(TASK MATERIAL):
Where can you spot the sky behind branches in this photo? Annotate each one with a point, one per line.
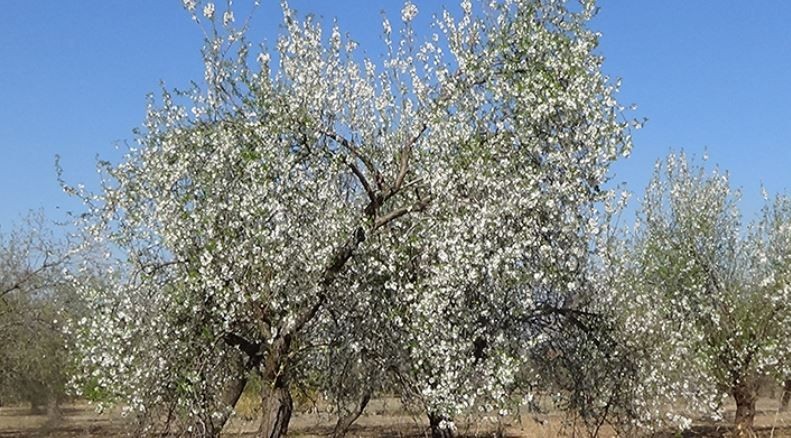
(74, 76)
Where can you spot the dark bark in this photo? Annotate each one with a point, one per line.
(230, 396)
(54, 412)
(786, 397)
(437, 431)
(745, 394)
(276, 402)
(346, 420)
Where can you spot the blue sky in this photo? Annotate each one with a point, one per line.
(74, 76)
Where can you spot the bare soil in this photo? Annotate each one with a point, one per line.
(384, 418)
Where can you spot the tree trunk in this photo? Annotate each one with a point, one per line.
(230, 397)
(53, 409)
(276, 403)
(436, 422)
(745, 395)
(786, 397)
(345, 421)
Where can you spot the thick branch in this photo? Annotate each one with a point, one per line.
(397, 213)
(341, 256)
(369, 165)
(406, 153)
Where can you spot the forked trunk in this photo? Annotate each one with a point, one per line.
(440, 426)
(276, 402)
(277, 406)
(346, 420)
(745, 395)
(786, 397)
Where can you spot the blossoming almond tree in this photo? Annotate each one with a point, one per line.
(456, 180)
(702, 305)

* * *

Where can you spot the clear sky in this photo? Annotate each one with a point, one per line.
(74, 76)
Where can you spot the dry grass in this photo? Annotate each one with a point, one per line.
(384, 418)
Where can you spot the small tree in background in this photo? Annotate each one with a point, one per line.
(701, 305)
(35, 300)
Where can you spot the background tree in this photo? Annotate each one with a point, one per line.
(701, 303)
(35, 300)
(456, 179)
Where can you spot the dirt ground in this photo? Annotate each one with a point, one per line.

* * *

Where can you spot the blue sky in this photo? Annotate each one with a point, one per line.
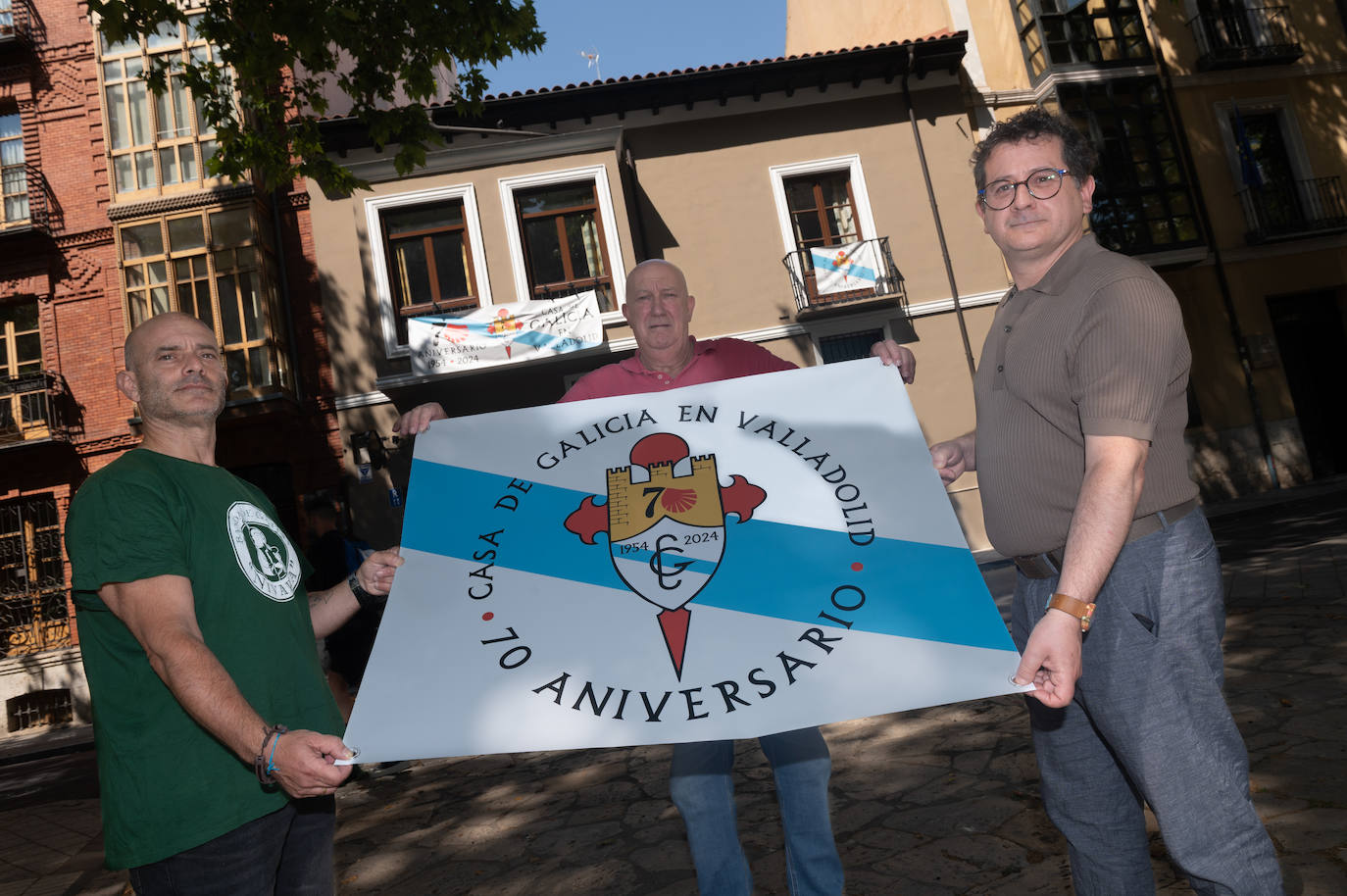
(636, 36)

(EXERCISE DIRECTIONS):
Please copy out the lines above word for word, starting at the line that contains "Where can you spot the dry" and stopping after the line that contains "Where can you spot the dirt", with nothing else.

(TASK ANSWER):
Where can you spot the dry grass in this photo? Annotate each one with a point, one per line.
(384, 418)
Where can you spot the small tree in background in this photo? Annotate each one with a point, one per line.
(701, 305)
(35, 300)
Where can you spot the background tree in this photo? Annotate each one with a point, one per line.
(701, 303)
(35, 300)
(456, 179)
Where can you spot the dirt ground in this photo? Annotate each one with a point, one per line.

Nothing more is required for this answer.